Set task
Update the data below by rewriting every line with "parking lot surveillance module" changed to "warehouse inventory scanner". Leave everything else as it is.

Dataset extract

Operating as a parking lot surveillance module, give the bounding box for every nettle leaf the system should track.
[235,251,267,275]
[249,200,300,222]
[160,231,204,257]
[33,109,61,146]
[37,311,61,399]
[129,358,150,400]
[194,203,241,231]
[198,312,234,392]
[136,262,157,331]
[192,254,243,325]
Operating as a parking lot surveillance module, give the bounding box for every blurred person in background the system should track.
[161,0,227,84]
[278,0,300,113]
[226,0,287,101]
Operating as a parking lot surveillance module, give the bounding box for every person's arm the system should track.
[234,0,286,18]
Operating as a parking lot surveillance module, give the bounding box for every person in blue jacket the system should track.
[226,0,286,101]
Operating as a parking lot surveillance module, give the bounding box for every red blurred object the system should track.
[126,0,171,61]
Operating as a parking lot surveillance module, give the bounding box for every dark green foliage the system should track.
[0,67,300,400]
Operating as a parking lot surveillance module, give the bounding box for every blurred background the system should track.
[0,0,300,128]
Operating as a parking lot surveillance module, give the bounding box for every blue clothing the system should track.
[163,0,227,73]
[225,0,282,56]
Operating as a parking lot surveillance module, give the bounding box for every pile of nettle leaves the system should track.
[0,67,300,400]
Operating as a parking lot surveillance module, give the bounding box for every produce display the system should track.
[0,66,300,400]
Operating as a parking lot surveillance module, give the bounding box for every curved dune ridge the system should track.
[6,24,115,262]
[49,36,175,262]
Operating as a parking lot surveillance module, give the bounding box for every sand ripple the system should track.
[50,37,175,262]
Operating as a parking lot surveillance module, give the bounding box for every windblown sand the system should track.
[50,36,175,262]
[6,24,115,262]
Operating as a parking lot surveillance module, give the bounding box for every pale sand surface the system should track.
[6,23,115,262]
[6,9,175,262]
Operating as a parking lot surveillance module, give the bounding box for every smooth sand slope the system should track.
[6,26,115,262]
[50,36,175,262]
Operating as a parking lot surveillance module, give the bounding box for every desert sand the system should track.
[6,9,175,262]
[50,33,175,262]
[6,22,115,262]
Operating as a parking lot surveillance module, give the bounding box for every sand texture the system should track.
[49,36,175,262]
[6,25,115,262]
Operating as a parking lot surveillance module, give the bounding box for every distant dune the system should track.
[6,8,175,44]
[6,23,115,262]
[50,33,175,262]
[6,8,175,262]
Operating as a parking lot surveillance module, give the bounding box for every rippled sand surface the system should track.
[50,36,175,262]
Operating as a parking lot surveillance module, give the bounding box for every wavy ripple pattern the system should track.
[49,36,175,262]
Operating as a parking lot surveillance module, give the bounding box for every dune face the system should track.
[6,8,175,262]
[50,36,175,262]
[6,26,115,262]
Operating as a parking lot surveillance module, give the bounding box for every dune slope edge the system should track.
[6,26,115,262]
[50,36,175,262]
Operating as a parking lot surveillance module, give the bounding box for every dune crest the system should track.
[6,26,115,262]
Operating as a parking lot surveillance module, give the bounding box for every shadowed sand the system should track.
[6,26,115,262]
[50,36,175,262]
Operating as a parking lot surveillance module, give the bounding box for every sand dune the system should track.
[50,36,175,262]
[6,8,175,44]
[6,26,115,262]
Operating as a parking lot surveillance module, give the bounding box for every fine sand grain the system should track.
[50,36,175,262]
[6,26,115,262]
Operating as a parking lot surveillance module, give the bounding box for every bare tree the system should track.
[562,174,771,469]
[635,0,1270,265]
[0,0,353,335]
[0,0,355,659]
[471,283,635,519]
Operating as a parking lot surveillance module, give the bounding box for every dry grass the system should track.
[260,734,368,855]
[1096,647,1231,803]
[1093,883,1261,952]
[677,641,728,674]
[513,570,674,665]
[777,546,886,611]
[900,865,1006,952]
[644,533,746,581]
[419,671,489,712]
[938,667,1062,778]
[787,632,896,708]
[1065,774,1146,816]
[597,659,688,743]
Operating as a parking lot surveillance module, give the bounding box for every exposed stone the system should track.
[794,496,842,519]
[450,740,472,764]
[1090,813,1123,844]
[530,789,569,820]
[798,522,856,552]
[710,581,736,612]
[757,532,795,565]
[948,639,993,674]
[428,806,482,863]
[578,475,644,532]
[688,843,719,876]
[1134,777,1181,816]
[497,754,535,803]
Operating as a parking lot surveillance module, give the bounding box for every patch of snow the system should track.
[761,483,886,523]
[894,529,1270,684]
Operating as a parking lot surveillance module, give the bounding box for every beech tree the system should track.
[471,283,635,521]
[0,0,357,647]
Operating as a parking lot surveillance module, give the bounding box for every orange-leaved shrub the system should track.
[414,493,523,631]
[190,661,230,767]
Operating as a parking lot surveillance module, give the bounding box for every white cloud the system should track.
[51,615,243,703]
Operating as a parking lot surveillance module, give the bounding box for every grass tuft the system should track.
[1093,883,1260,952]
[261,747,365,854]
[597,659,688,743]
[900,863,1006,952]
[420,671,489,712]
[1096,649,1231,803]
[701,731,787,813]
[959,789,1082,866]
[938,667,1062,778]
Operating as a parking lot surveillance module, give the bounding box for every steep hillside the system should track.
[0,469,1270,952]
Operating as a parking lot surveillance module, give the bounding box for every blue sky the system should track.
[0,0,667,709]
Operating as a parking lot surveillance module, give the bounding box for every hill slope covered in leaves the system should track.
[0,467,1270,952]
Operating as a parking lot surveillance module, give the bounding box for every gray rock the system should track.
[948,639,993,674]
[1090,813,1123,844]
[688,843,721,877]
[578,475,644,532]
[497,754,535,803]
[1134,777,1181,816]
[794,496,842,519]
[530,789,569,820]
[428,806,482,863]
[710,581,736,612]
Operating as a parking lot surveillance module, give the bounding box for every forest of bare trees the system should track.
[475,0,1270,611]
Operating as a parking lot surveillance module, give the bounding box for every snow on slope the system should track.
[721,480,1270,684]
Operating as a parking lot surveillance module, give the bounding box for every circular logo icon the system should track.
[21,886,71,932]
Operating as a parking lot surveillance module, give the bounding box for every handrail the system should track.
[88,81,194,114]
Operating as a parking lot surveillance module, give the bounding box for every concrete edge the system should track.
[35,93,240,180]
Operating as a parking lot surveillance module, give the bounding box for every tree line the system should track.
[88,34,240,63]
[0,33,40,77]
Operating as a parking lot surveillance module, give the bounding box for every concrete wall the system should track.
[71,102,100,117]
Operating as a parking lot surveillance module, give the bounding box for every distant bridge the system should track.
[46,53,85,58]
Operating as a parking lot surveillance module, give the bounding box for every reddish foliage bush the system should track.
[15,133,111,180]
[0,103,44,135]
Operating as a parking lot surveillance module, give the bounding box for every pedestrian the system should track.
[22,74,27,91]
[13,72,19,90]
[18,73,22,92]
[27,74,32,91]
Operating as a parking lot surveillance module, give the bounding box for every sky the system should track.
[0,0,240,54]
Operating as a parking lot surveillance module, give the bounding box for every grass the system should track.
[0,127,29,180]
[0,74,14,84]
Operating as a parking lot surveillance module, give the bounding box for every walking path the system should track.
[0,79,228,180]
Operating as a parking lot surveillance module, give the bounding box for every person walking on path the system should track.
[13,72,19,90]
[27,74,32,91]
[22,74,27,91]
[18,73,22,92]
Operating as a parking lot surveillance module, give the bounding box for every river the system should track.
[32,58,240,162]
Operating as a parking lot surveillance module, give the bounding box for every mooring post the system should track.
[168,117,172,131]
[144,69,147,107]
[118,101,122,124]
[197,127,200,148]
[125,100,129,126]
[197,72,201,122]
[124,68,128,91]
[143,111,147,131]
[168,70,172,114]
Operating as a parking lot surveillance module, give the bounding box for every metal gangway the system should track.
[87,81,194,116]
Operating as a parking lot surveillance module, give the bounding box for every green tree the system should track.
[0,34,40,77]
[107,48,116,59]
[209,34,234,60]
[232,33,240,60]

Expected answer
Operating as a warehouse inventory scanner, give the bounding box for every nettle leaf the system should track.
[235,251,267,275]
[249,200,300,222]
[160,231,204,257]
[33,109,61,146]
[37,311,61,399]
[129,358,150,400]
[194,203,241,231]
[198,312,234,392]
[136,262,157,331]
[192,254,243,325]
Operating as a warehouse inventory scanner, give the bounding box for every blurred person in background the system should track.
[161,0,227,84]
[278,0,300,113]
[226,0,287,101]
Operating as a warehouse inventory scanner, give the bounding box for every person's arm the system should track.
[234,0,286,18]
Operating as a warehouse inventory scanner, give the bounding box for every person in blue jacket the system should track.
[226,0,286,101]
Operating as a warehouse inventory scanner, give the bounding box for every red blurred object the system should track.
[126,0,171,61]
Operating as a warehouse inventory scanner, give the bounding box for every dark green foliage the system should track.
[0,67,300,400]
Operating as a warehouse inventory scanner, give the bounding box for every blurred background the system should track.
[0,0,300,128]
Operating as a warehouse inventory scanner, give the bounding box for every blue clothing the system should track.
[163,0,227,73]
[225,0,282,56]
Operating as a warehouse inventory scanner, give the bounding box for every pile of nettle leaves the system should track.
[0,67,300,400]
Operating as a warehouse inventory scanner, give the bounding box for every produce display the system should track.
[0,66,300,400]
Operating as a warehouse inventory scanner, give the bounding box for every curved dune ridge the system should track.
[6,24,115,262]
[49,36,175,262]
Operating as a warehouse inventory scanner, give the bounding box for every sand ripple the system should track.
[50,37,175,262]
Operating as a warehouse inventory scanner, give the bounding box for every windblown sand the system should track.
[50,36,175,262]
[6,24,115,262]
Operating as a warehouse inventory scanner, give the bounding box for every pale sand surface the system should track.
[6,23,115,262]
[6,9,175,262]
Operating as a warehouse inventory scanner, give the bounding box for every smooth sand slope the system should track.
[6,26,115,262]
[50,36,175,262]
Operating as a warehouse inventory scanner, give the bounding box for every desert sand the system should track.
[6,9,175,262]
[50,33,175,262]
[6,22,115,262]
Operating as a warehouse inventory scanner, give the bounding box for every sand texture the system should track.
[49,36,175,262]
[6,25,115,262]
Operating as a warehouse inventory scanner, give the bounding box for every distant dune the system should track.
[6,8,175,44]
[6,23,115,262]
[50,33,175,262]
[6,8,175,262]
Operating as a warehouse inventory scanner, give the bounding box for every rippled sand surface the system should track.
[50,36,175,262]
Operating as a warehouse inventory scanner, give the bounding box for every wavy ripple pattern the system should track.
[49,36,175,262]
Operating as a warehouse inventory scanner, give the bounding box for every dune face the system should track.
[6,8,175,262]
[50,36,175,262]
[6,26,115,262]
Operating as a warehouse inventory scanner, give the bounding box for every dune slope edge the system should track.
[6,26,115,262]
[50,36,175,262]
Operating as a warehouse inventory scanner, give the bounding box for every dune crest the system should track.
[6,26,115,262]
Operating as a warehouse inventory scanner, give the bounding box for every shadowed sand the system should track.
[6,26,115,262]
[50,36,175,262]
Operating as a warehouse inventory scanner, give the bounding box for every sand dune the system should track.
[50,36,175,262]
[6,8,175,44]
[6,26,115,262]
Operating as a warehouse inventory scanner, give the bounding box for every fine sand grain the system should track.
[50,36,175,262]
[6,26,115,262]
Operating as a warehouse inventory scanner, give the bounding box for every bare tree the system should track.
[562,174,771,469]
[635,0,1270,265]
[0,0,353,335]
[0,0,355,659]
[471,283,635,519]
Operating as a warehouse inventory scanner, give the bounding box for every dry grass the system should track.
[260,734,368,855]
[1096,647,1231,803]
[1093,883,1261,952]
[677,641,728,674]
[513,570,674,665]
[777,546,886,611]
[900,865,1006,952]
[644,533,746,581]
[419,671,489,712]
[938,667,1062,778]
[787,632,896,708]
[1065,774,1146,816]
[597,659,688,743]
Operating as a warehouse inventory scanner, give the bounding box for every exposed stone the system should track.
[794,496,842,519]
[450,740,472,764]
[1090,813,1123,844]
[530,789,569,820]
[798,522,856,552]
[710,581,736,612]
[757,532,795,565]
[948,639,993,674]
[428,806,482,863]
[578,475,644,532]
[688,843,719,876]
[1134,777,1181,816]
[497,754,535,803]
Operating as a warehouse inventory scanner, give the bounding box for every patch of snow the system should track.
[761,483,886,523]
[894,529,1270,684]
Operating as a warehouse inventory scanner, give the bounding box for every beech tree the system should track.
[471,283,635,521]
[0,0,357,647]
Operating as a warehouse inventory scanner, give the bounding box for every orange-leaved shrub the system should track.
[414,493,523,631]
[190,661,230,767]
Operating as a warehouse inventory scanner, give the bounding box for every white cloud the system should track.
[51,615,243,703]
Operating as a warehouse inventory scanner, give the bounding box for every grass tuft the system should track.
[1093,883,1260,952]
[261,747,365,854]
[597,659,688,743]
[900,863,1006,952]
[420,671,489,712]
[1096,649,1231,803]
[701,731,787,813]
[959,789,1082,866]
[938,667,1062,778]
Operating as a warehouse inventory scanner, give the bounding box for every steep hillside the system should track.
[0,469,1270,952]
Operating as a warehouse inventory scanner, give the bounding box for every blue sky the system should track.
[0,0,667,709]
Operating as a warehouse inventory scanner, give the bounding box for every hill slope covered in leaves the system should track.
[0,467,1270,952]
Operating as a warehouse inventory scanner, give the bounding box for every gray rock the system should track.
[948,639,993,674]
[1090,813,1123,844]
[688,843,721,877]
[578,475,644,532]
[497,754,535,803]
[1134,777,1181,816]
[794,496,842,519]
[530,789,569,820]
[428,806,482,863]
[710,581,736,612]
Operating as a warehouse inventory scanner, give the bounding box for every forest of bare trees the system should track.
[475,0,1270,611]
Operating as a warehouse inventory scanner, give the bounding box for every snow on slope the system should track.
[721,480,1270,684]
Operating as a warehouse inventory scanner, give the bounding box for every circular logo icon the system should track.
[21,886,71,932]
Operating as a warehouse inventory scanner, give the bounding box for every handrail the system should track.
[88,81,194,114]
Operating as a warehouse inventory scanner, give the bounding box for every concrete edge the system should track.
[35,93,240,180]
Operating as a warehouse inventory scanner, give the bounding box for every tree line the system should track.
[88,34,240,63]
[0,33,40,77]
Operating as a warehouse inventory scanner, give the bounding box for every concrete wall the system should track.
[71,102,100,117]
Operating as a warehouse inventory scanner, give the bounding box for every distant bridge the system should track.
[46,53,85,58]
Operating as a warehouse inventory scanner, give the bounding box for every reddish foliage bush the system should track.
[15,133,111,180]
[0,103,44,135]
Operating as a warehouse inventory scanner, give the bounding box for every pedestrian the system should track.
[22,74,27,91]
[13,72,19,90]
[18,73,22,92]
[27,74,32,91]
Operating as a warehouse inventory scanner, give the bounding box for every sky the system should track.
[0,0,240,54]
Operating as a warehouse inventory scanner, give the bounding box for every grass the system should track.
[0,127,29,180]
[0,74,14,84]
Operating as a warehouse inventory scanner, give the bounding box for every walking path the system should track.
[0,79,228,180]
Operating as a warehouse inventory scanner, give the bounding box for every person walking on path the system should track.
[13,72,19,90]
[27,74,32,91]
[22,74,27,91]
[18,73,22,92]
Operating as a warehouse inventory scanner, give the bounding box for every river the system should track.
[32,58,240,162]
Operating as a warehouse inventory scanner, give the bounding box for every mooring post the system should track.
[168,117,172,131]
[144,69,147,107]
[118,101,122,124]
[197,127,200,148]
[125,100,129,126]
[197,72,201,122]
[124,68,128,91]
[143,111,147,131]
[168,70,172,114]
Operating as a warehouse inventory scanner, give the bounding box for every metal gangway the system should track.
[87,81,194,116]
Operating as a warehouse inventory scanner, give the bounding box for every green tree the system should track.
[0,34,40,77]
[107,48,116,59]
[209,34,234,60]
[232,33,240,60]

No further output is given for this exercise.